Fuse Poetry Commentary: Verse Into Verse — “Poetry” Awards Poetry a Prize

In the future, when a literary historian looks at the long-forgotten Lilly Prize and wonders what did its selection panels get right, it will be recognized that it had been sensitive and intelligent enough to realize the beauty of David Ferry’s poetry, an oeuvre which is sure to grow in stature.

By Daniel Bosch.

Poet and translator David Ferry -- It is the consistency of his practice in translating and composing that makes his work truly extraordinary.

In April, National Poetry Month, the Poetry Foundation in Chicago announced that Brookline, MA resident David Ferry had been awarded the 2011 Ruth Lilly Prize for Lifetime Achievement (and an accompanying check for $100,000). He will receive the prize at the Arts Club of Chicago on Wednesday, May 11.

Ferry is a superb artist. The roster of past Ruth Lilly Poetry Prize awardees is certainly august company (it includes Adrienne Rich, Philip Levine, Mona Van Duyn, John Ashbery, Charles Wright, Donald Hall, W. S. Merwin, Maxine Kumin, Carl Dennis, Yusef Komunyakaa, Kay Ryan, C. K. Williams, Richard Wilbur, Lucille Clifton, Gary Snyder, Fanny Howe, and Eleanor Ross Taylor), but I think that this year’s awarding will eventually be understood as one of the Lilly Prize’s great moments. I mean that, in the future, when a literary historian looks at the long-forgotten Lilly Prize and wonders what did its selection panels get right, it will be recognized to the Poetry Foundation’s credit that it had been sensitive and intelligent enough to realize the beauty of David Ferry’s poetry, an oeuvre which is sure to grow in stature.

David Ferry is a marvelous translator, more widely celebrated for his version of Gilgamesh and for his Horace and his Virgil than for his own lyrics. I think this discrepant assessment arises in part from a common misunderstanding of the complex and abiding relationship between the sibling arts, translation and poetry. It may be so that most translations of poems fail to be poems in the target language; and yes, it may follow from our experience of translation as a “lossy” art that we should proceed to consume translations of poems into not-poems as if that loss is no disaster—the best we can hope for. By such reasoning translators, who practice an “art of losing,” cannot be major artists; sure, translators make, but their making is a making do. But our observations of their logical consequences don’t always prepare us for a startling reality.

The reality to which I refer is the almost unprecedented degree to which Ferry has made poems that were written in other languages into poems in English. Ferry translates verse into verse.

• **Set task 1**:
Rewrite the David Ferry commentary starting with "By Daniel Bosch." and going on through "Wednesday, May 11.", putting "stipend" in place of "check".

• **Material for the task**:
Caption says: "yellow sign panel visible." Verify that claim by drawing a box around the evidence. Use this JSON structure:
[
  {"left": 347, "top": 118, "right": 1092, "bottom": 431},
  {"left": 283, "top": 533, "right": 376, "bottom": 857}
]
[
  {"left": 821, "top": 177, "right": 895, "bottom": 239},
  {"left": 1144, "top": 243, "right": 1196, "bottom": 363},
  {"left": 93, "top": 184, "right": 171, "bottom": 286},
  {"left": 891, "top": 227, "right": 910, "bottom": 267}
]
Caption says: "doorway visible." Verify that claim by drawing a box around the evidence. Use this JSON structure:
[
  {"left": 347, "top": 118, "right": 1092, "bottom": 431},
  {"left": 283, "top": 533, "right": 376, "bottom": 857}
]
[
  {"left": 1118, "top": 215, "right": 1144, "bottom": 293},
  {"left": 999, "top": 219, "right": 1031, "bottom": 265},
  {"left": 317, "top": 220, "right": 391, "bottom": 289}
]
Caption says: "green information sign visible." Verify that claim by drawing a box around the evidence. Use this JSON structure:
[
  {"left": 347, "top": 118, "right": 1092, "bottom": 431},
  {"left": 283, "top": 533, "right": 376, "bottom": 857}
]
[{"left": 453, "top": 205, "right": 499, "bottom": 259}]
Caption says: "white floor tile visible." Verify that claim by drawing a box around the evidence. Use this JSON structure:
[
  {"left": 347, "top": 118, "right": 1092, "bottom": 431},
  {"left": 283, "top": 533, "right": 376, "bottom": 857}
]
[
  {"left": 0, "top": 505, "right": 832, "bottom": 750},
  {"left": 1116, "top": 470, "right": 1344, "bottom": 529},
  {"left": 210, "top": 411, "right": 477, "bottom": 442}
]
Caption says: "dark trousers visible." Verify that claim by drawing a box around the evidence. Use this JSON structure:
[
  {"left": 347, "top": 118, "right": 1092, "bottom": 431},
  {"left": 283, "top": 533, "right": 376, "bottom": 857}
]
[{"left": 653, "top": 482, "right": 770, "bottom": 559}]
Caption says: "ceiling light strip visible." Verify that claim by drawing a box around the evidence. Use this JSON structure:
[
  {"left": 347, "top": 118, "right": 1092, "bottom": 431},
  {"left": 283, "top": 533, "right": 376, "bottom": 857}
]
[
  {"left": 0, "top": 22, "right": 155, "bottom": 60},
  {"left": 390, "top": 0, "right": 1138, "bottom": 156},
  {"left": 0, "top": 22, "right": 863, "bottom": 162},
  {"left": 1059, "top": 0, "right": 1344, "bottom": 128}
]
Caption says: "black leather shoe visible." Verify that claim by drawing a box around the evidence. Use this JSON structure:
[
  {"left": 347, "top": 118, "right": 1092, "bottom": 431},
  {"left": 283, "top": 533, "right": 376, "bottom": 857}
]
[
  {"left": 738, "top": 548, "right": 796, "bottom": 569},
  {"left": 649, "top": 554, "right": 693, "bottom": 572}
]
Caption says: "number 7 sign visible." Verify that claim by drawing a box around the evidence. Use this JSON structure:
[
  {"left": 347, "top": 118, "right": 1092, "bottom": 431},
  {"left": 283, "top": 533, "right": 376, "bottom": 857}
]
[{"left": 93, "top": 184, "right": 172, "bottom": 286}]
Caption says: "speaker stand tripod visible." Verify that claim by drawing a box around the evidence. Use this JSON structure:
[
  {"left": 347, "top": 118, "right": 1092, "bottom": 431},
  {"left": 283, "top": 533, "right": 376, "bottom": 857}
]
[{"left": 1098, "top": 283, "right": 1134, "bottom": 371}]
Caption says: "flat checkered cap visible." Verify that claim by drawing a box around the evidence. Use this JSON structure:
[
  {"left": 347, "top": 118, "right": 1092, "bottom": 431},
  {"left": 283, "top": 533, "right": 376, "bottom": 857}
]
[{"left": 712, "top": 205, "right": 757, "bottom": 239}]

• **Set task 2**:
How many lines of the records contain the string "sign"? Give only the number.

• **Full response 1**:
By Daniel Bosch.

Poet and translator David Ferry -- It is the consistency of his practice in translating and composing that makes his work truly extraordinary.

In April, National Poetry Month, the Poetry Foundation in Chicago announced that Brookline, MA resident David Ferry had been awarded the 2011 Ruth Lilly Prize for Lifetime Achievement (and an accompanying stipend for $100,000). He will receive the prize at the Arts Club of Chicago on Wednesday, May 11.

• **Full response 2**:
3